### What you need to do
The records below hold pictures; please leave those out and retype the rest exactly.

Start of Dataset extract

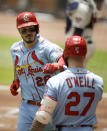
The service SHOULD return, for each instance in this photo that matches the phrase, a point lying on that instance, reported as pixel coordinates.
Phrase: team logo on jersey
(78, 19)
(35, 58)
(26, 18)
(77, 50)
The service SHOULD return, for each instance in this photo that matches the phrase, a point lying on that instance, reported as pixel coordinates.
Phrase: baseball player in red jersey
(71, 97)
(29, 58)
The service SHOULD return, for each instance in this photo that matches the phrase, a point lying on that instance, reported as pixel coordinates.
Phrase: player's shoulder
(47, 43)
(60, 77)
(97, 78)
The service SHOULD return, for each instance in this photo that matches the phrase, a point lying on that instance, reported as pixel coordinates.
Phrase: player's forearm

End of Dataset extract

### Reply
The service SHOULD return, for each instance in this photo that matches the phrase, a point lying on that instance, reported as pixel coordinates.
Phrase: team logo on jersey
(78, 19)
(35, 58)
(26, 18)
(77, 50)
The service SHOULD return, for each instance in this photo that matches the phrase, a point lying on that instance, reported as pixel coordinates.
Phrase: baseball player in red jersey
(71, 97)
(29, 58)
The service SHOULD return, for each instance in this photo that matches the phrase, a point lying on that instance, reported as pixel coordinates.
Phrase: player's shoulder
(47, 43)
(60, 77)
(97, 78)
The service SHOULD return, for each instance in this photo that matches the phrase, a point lying on that instance, reported as pixel coordinates.
Phrase: player's forearm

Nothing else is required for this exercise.